Input records
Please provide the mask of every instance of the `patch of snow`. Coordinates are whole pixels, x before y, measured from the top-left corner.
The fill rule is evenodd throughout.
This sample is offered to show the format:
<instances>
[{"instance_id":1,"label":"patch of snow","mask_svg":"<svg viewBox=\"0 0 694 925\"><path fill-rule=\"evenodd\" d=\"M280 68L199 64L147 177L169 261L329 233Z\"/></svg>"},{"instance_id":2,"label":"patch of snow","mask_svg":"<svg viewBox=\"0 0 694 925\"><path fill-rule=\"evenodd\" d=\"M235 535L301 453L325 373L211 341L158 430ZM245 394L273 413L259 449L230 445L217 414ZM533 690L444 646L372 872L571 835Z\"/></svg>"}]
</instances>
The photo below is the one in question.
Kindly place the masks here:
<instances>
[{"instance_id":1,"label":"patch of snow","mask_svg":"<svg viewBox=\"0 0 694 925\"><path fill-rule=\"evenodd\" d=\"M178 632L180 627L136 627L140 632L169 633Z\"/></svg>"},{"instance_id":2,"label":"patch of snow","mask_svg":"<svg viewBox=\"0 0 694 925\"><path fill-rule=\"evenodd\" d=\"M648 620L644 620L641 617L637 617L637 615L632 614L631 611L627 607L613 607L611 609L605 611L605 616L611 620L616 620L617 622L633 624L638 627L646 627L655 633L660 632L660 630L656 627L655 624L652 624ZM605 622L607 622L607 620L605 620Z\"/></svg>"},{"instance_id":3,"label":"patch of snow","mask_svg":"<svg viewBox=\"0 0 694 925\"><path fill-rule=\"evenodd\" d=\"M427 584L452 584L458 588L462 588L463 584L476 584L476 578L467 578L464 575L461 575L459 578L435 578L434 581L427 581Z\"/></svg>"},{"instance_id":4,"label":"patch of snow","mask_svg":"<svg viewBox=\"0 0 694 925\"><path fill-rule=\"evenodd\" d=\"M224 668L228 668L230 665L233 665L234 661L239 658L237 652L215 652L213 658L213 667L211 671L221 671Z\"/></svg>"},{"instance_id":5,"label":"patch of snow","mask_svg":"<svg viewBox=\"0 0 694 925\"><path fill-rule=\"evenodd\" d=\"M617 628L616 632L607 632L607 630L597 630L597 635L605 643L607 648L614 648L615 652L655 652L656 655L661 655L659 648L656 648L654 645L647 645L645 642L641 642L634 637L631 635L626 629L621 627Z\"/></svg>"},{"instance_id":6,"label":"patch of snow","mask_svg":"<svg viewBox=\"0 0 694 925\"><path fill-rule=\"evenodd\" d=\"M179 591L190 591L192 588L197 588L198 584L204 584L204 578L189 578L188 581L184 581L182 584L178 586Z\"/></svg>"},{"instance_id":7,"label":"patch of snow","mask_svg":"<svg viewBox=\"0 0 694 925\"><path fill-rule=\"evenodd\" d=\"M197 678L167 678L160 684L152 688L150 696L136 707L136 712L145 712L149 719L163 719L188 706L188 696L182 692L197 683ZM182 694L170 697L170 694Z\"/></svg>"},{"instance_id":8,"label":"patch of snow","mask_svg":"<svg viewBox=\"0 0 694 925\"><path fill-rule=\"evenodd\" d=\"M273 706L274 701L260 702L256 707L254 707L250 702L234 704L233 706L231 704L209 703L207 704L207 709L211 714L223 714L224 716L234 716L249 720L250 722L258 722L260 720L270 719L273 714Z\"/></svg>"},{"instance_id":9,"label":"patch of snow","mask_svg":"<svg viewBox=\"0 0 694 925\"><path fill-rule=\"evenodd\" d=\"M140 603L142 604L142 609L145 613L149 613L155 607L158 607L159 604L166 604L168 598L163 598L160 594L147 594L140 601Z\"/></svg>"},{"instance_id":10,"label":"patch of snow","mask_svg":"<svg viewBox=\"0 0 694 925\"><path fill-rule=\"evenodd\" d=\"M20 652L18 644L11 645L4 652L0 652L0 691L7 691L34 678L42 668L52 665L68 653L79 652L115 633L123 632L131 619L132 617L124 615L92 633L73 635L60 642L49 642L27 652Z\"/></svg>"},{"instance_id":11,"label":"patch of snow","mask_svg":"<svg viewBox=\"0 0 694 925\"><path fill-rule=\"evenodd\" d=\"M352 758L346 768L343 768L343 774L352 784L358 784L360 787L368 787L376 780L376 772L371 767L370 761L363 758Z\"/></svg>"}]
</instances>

Prompt
Copy every row above word for word, changing nothing.

Exercise solution
Please provide the mask of every instance of the `patch of snow`. Coordinates are whole pixels, x before y, measured from the top-left corner.
The fill rule is evenodd throughout.
This sample is offered to show the format:
<instances>
[{"instance_id":1,"label":"patch of snow","mask_svg":"<svg viewBox=\"0 0 694 925\"><path fill-rule=\"evenodd\" d=\"M280 68L199 64L147 177L169 261L329 233Z\"/></svg>"},{"instance_id":2,"label":"patch of snow","mask_svg":"<svg viewBox=\"0 0 694 925\"><path fill-rule=\"evenodd\" d=\"M235 535L301 453L325 373L211 341L158 430ZM245 394L273 413L259 449L230 445L217 414ZM533 690L444 646L372 872L571 835Z\"/></svg>"}]
</instances>
The photo below is the one in question.
Kindly place the masks here:
<instances>
[{"instance_id":1,"label":"patch of snow","mask_svg":"<svg viewBox=\"0 0 694 925\"><path fill-rule=\"evenodd\" d=\"M178 632L180 627L136 627L140 632L169 633Z\"/></svg>"},{"instance_id":2,"label":"patch of snow","mask_svg":"<svg viewBox=\"0 0 694 925\"><path fill-rule=\"evenodd\" d=\"M648 620L644 620L641 617L637 617L637 615L632 614L631 611L627 607L613 607L611 609L605 611L605 616L611 620L616 620L617 622L633 624L638 627L646 627L655 633L660 632L660 630L656 627L655 624L652 624ZM605 622L607 622L607 620L605 620Z\"/></svg>"},{"instance_id":3,"label":"patch of snow","mask_svg":"<svg viewBox=\"0 0 694 925\"><path fill-rule=\"evenodd\" d=\"M427 584L452 584L458 588L462 588L463 584L476 584L476 578L467 578L464 575L461 575L459 578L435 578L434 581L427 581Z\"/></svg>"},{"instance_id":4,"label":"patch of snow","mask_svg":"<svg viewBox=\"0 0 694 925\"><path fill-rule=\"evenodd\" d=\"M224 668L228 668L230 665L233 665L234 661L239 658L237 652L215 652L213 658L213 667L211 671L221 671Z\"/></svg>"},{"instance_id":5,"label":"patch of snow","mask_svg":"<svg viewBox=\"0 0 694 925\"><path fill-rule=\"evenodd\" d=\"M617 628L616 632L607 632L607 630L597 630L597 635L605 643L607 648L614 648L615 652L655 652L656 655L661 655L659 648L656 648L654 645L647 645L645 642L641 642L634 637L631 635L626 629L621 627Z\"/></svg>"},{"instance_id":6,"label":"patch of snow","mask_svg":"<svg viewBox=\"0 0 694 925\"><path fill-rule=\"evenodd\" d=\"M179 591L190 591L192 588L197 588L198 584L204 584L204 578L189 578L188 581L184 581L182 584L178 586Z\"/></svg>"},{"instance_id":7,"label":"patch of snow","mask_svg":"<svg viewBox=\"0 0 694 925\"><path fill-rule=\"evenodd\" d=\"M197 678L167 678L160 684L152 688L150 696L136 707L136 712L145 712L149 719L163 719L188 706L188 696L182 692L197 683ZM182 694L170 697L170 694Z\"/></svg>"},{"instance_id":8,"label":"patch of snow","mask_svg":"<svg viewBox=\"0 0 694 925\"><path fill-rule=\"evenodd\" d=\"M273 706L274 701L260 702L256 707L254 707L250 702L234 704L233 706L231 704L209 703L207 704L207 709L211 714L223 714L224 716L234 716L249 720L250 722L258 722L260 720L270 719L273 714Z\"/></svg>"},{"instance_id":9,"label":"patch of snow","mask_svg":"<svg viewBox=\"0 0 694 925\"><path fill-rule=\"evenodd\" d=\"M140 603L142 604L142 609L145 613L149 613L155 607L158 607L159 604L166 604L168 598L163 598L160 594L147 594L140 601Z\"/></svg>"},{"instance_id":10,"label":"patch of snow","mask_svg":"<svg viewBox=\"0 0 694 925\"><path fill-rule=\"evenodd\" d=\"M20 652L18 644L11 645L4 652L0 652L0 691L7 691L34 678L42 668L52 665L68 653L79 652L115 633L123 632L131 619L132 617L124 615L92 633L73 635L60 642L49 642L27 652Z\"/></svg>"},{"instance_id":11,"label":"patch of snow","mask_svg":"<svg viewBox=\"0 0 694 925\"><path fill-rule=\"evenodd\" d=\"M352 758L346 768L343 768L343 774L352 784L358 784L360 787L368 787L376 780L376 772L371 767L370 761L363 758Z\"/></svg>"}]
</instances>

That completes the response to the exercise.